◆ **THE PROBLEM**:
Give the entries again exactly as they appear, but without the images.
======== RECORDS FOR THIS EXERCISE ========
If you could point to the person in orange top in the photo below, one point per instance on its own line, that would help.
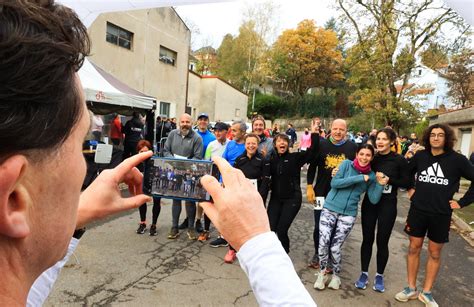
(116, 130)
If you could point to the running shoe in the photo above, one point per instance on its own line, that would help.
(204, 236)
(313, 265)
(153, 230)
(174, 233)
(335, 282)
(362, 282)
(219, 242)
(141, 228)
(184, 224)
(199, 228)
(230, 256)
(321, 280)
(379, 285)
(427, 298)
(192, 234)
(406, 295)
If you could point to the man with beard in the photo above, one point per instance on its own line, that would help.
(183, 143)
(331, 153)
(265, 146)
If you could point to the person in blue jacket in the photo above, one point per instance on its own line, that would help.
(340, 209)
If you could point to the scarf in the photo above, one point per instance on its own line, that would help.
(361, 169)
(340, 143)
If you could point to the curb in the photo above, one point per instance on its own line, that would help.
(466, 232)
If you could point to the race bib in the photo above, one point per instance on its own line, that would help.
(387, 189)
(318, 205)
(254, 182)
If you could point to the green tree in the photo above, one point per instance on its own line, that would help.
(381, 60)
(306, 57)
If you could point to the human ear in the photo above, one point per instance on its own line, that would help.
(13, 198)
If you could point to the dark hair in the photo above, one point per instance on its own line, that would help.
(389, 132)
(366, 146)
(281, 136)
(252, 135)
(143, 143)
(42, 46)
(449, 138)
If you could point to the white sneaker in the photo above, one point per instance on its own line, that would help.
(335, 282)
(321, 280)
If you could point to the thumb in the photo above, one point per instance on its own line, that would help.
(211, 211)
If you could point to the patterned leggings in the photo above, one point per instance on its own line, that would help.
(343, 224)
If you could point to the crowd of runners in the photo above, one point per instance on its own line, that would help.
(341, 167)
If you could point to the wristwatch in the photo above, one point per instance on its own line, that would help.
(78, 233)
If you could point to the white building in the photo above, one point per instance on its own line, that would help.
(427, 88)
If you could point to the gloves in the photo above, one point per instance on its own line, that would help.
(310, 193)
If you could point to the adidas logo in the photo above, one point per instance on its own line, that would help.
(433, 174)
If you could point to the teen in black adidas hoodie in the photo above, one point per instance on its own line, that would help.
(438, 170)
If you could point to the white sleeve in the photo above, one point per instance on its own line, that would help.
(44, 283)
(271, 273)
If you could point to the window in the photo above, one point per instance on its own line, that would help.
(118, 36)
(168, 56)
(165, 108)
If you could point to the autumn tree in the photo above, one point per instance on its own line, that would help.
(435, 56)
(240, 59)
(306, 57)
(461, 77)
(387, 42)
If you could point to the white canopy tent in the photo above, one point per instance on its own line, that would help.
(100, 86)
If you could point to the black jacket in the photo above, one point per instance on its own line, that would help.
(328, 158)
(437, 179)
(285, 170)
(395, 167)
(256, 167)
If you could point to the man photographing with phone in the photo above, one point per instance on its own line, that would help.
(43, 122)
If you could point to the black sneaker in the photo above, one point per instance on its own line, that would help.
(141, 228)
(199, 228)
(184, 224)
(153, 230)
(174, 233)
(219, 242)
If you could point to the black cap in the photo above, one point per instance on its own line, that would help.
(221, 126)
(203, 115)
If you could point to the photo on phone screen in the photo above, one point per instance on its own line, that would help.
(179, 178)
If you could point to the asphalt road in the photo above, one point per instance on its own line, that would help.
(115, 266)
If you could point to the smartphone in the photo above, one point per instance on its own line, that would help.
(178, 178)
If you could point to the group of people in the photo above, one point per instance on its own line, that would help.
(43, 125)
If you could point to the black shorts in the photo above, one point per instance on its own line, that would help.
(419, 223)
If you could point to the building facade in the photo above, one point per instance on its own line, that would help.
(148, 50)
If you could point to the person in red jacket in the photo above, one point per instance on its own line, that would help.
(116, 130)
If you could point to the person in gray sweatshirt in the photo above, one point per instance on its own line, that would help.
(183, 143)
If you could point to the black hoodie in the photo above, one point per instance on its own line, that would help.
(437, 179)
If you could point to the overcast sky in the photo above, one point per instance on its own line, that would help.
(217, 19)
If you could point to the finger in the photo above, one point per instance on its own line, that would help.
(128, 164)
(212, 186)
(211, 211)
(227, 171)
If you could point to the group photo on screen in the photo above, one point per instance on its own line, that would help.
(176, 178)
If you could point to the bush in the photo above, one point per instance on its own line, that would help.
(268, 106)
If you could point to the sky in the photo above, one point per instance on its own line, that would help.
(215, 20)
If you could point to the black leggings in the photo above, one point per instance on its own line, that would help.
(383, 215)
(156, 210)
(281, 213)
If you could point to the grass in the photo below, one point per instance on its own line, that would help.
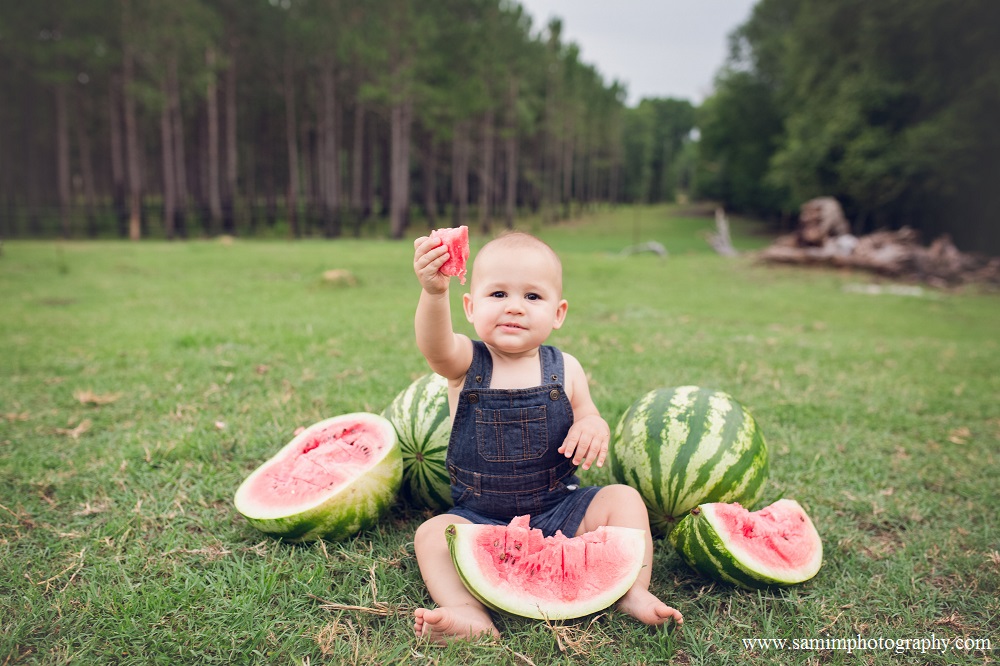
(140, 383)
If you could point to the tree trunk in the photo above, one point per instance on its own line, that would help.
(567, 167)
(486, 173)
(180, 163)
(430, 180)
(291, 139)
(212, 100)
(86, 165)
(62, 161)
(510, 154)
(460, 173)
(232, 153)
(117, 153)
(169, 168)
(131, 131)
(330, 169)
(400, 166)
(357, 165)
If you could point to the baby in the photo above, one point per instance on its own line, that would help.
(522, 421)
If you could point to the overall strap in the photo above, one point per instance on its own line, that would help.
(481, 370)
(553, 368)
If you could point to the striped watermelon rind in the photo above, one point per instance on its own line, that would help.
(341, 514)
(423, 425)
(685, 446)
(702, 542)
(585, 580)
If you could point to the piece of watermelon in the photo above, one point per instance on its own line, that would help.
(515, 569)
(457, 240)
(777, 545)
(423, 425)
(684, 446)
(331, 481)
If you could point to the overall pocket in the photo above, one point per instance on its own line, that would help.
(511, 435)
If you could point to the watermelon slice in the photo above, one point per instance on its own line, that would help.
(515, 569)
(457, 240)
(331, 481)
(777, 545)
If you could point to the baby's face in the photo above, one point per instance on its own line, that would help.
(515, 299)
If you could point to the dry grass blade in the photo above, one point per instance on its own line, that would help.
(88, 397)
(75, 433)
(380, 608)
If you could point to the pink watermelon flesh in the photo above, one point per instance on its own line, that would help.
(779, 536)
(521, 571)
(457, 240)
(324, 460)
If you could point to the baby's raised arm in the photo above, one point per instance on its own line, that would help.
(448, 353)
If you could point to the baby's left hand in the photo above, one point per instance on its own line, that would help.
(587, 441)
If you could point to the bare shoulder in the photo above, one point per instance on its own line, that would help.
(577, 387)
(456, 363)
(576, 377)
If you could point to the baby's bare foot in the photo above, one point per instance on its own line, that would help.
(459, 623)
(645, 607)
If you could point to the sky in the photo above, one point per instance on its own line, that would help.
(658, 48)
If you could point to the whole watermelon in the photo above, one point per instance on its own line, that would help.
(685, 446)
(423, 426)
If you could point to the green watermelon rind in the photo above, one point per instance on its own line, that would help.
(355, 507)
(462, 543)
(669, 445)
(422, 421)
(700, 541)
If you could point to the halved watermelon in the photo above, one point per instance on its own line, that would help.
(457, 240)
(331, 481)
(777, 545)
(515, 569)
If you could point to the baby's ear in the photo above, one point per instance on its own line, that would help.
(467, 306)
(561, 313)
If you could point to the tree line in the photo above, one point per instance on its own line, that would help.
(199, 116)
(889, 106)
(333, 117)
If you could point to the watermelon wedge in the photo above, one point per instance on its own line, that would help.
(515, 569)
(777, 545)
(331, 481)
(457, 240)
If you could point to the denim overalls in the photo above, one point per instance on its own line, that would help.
========
◆ **RESPONSE FOR THIS EXERCISE**:
If you could point to the person in orange top in the photo below, one point per instance on its own line, that would help.
(116, 130)
If you could point to the running shoe in the photo above, one point per instance on its own line, that would help.
(204, 236)
(313, 265)
(153, 230)
(174, 233)
(335, 282)
(362, 282)
(219, 242)
(141, 228)
(184, 224)
(199, 228)
(230, 256)
(321, 280)
(379, 285)
(427, 298)
(192, 234)
(406, 295)
If you could point to the man with beard in the photo above, one point per instance on its own line, that would help.
(183, 143)
(331, 153)
(265, 146)
If you could point to the person in blue jacket in the photo above, one point per instance on its own line, that would help.
(340, 209)
If you could point to the scarf in the photo above, one point per instance on its own line, that would help.
(361, 169)
(340, 143)
If you could point to the curb in the photo above, one point per instance on its own line, that would help.
(466, 232)
If you could point to the race bib in the photo above, one point per instance on its own line, that would help.
(387, 189)
(318, 205)
(254, 182)
If you could point to the green tree in the photo above, one point per instance on its own line, that would help.
(381, 60)
(306, 57)
If you could point to the human ear in the photo above, one point per instance on its own line, that would help.
(13, 198)
If you could point to the dark hair in the photo above, one point per instance on its own line, that would help.
(389, 132)
(366, 146)
(281, 136)
(252, 135)
(143, 143)
(42, 46)
(449, 138)
If you could point to the white sneaker in the photo above, one point per instance on its own line, that would help.
(335, 282)
(321, 280)
If you could point to the thumb in the photo above, one point per instance on its own line, that would help.
(211, 211)
If you could point to the patterned leggings in the photo above, one point per instance on its own line, that would help.
(343, 224)
If you could point to the crowd of runners in the photo above, one point per instance on its own line, that would help.
(341, 167)
If you could point to the wristwatch in the photo above, one point per instance on its own line, that would help.
(78, 233)
If you could point to the white building in the photo above, one point per instance on its own line, that would help.
(427, 88)
If you could point to the gloves in the photo above, one point per instance on its own line, that would help.
(310, 193)
If you could point to the adidas logo in the photo above, one point per instance on its own line, that would help.
(433, 174)
If you could point to the teen in black adidas hoodie in the photo above, one point per instance on its own line, that would help.
(438, 170)
If you could point to the white sleeve in the photo above, one point per instance on its own line, that would help.
(44, 283)
(271, 273)
If you could point to the window in the photo above, one point per instance on its own line, that would help.
(118, 36)
(168, 56)
(165, 108)
If you could point to the autumn tree in the photo above, one point per instance on its own line, that would help.
(435, 56)
(240, 59)
(306, 57)
(461, 77)
(387, 42)
If you could point to the white canopy tent in the photo above, one point per instance on its own line, that would help.
(100, 86)
If you could point to the black jacket in the photo above, one point per instance on its own line, that would help.
(328, 158)
(437, 179)
(285, 170)
(395, 167)
(256, 167)
If you could point to the man photographing with phone in the photo above, one point per instance on its own line, that would help.
(43, 122)
If you could point to the black sneaker in the photo above, one point per instance on its own line, that would help.
(141, 228)
(199, 228)
(184, 224)
(153, 230)
(174, 233)
(219, 242)
If you could point to the black cap in the photo above, one point per instance on its own line, that would help.
(221, 126)
(203, 115)
If you could point to the photo on phone screen in the photo above, one point per instance on its own line, that would help.
(179, 178)
If you could point to the asphalt road in the photo above, one point per instance on its own line, that would help.
(115, 266)
If you could point to the smartphone in the photo above, one point per instance on its own line, that would help.
(178, 178)
If you could point to the group of people in the photo above, one point per instance on its own line, that would help.
(43, 125)
If you could point to the black shorts in the photo above, one point per instance on its own line, that would help.
(419, 223)
If you could point to the building facade in the photo above, one point per instance on its own line, that would help.
(148, 50)
If you could point to the person in red jacket in the photo above, one point per instance on its own line, that would help.
(116, 130)
If you could point to the person in gray sweatshirt in the photo above, one point per instance on its own line, that would help.
(183, 143)
If you could point to the black hoodie in the photo above, one point per instance on its own line, that would help.
(437, 179)
If you could point to the overcast sky in the photo above, one point per instance on its own line, that would help.
(217, 19)
If you could point to the finger in the photo above, one point per instance on its own line, that would help.
(128, 164)
(212, 186)
(211, 211)
(227, 171)
If you could point to the group photo on screen in the photo above, one point per instance on its own line, that would help.
(176, 178)
If you could point to the bush in the photo above, one point per instance on its own line, that would help.
(268, 106)
If you could point to the sky in the photo above, one point per instance on its own line, that would help.
(215, 20)
If you could point to the black leggings in the photo above, one point per instance on its own line, that would help.
(383, 215)
(156, 210)
(281, 213)
If you could point to the grass in the photo below, one point per instance on its own line, that would help.
(140, 383)
If you could point to the tree trunk in the photo above, one point per instance on its own line, that would help.
(567, 167)
(486, 173)
(180, 163)
(430, 180)
(291, 139)
(212, 100)
(86, 165)
(62, 161)
(510, 154)
(460, 173)
(232, 153)
(117, 153)
(169, 168)
(131, 131)
(330, 169)
(400, 166)
(357, 165)
If you could point to the baby in the photo above, one point per instance on its own line, that would help.
(522, 421)
If you could point to the overall strap in the photo above, one point per instance on its own line, that would help.
(481, 370)
(553, 368)
If you could point to the striped watermelon rind in the photo above, one point per instance on its own line, that would help.
(341, 514)
(423, 425)
(685, 446)
(702, 542)
(585, 580)
If you could point to the piece of watermelon in the photo above, one point per instance on its own line, that would help.
(515, 569)
(457, 240)
(777, 545)
(423, 425)
(684, 446)
(331, 481)
If you could point to the overall pocket in the photo above, one point per instance on its own line, that would help.
(511, 435)
If you could point to the watermelon slice in the photo above, one point per instance on its own line, that would help.
(515, 569)
(457, 240)
(331, 481)
(777, 545)
If you could point to the baby's face in the photo above, one point per instance on its own line, that would help.
(515, 299)
If you could point to the dry grass blade in the photo above, one point per instance on its own line, that would help.
(88, 397)
(75, 433)
(380, 608)
If you could point to the pink watermelon flesh in the photo above, one point per instance on its own line, that would help.
(779, 536)
(521, 571)
(457, 240)
(324, 460)
If you could point to the baby's raised arm in the photo above, one point per instance on its own line, that would help.
(448, 353)
If you could point to the baby's left hand in the photo above, one point per instance on its own line, that would help.
(587, 441)
If you could point to the bare shoulder in the photo above, one point per instance on its own line, that would help.
(577, 387)
(456, 363)
(576, 377)
If you could point to the baby's bare foot in the photo above, one point per instance on its own line, that would help.
(459, 623)
(645, 607)
If you could point to the sky in the photo above, one point per instance on its own line, that would help.
(658, 48)
If you could point to the whole watermelon in the photo above, one point per instance on its own line, that would help.
(685, 446)
(423, 426)
If you could point to the green watermelon rind in the photo above, one point per instance on its own line, that would help.
(355, 507)
(462, 543)
(669, 445)
(422, 421)
(700, 541)
If you could point to the halved watermelon in the photo above, one point per instance on its own line, that would help.
(457, 240)
(331, 481)
(777, 545)
(515, 569)
If you could point to the baby's ear in the photo above, one point per instance on its own line, that would help.
(467, 306)
(561, 313)
If you could point to the tree line in the photo above, one point per instance on its own line, that would help.
(199, 116)
(889, 106)
(333, 117)
If you could point to the watermelon wedge in the photo above, one point per instance on its own line, that would help.
(515, 569)
(777, 545)
(331, 481)
(457, 240)
If you could point to the denim overalls in the photo above, one point per instance on its own line, that would help.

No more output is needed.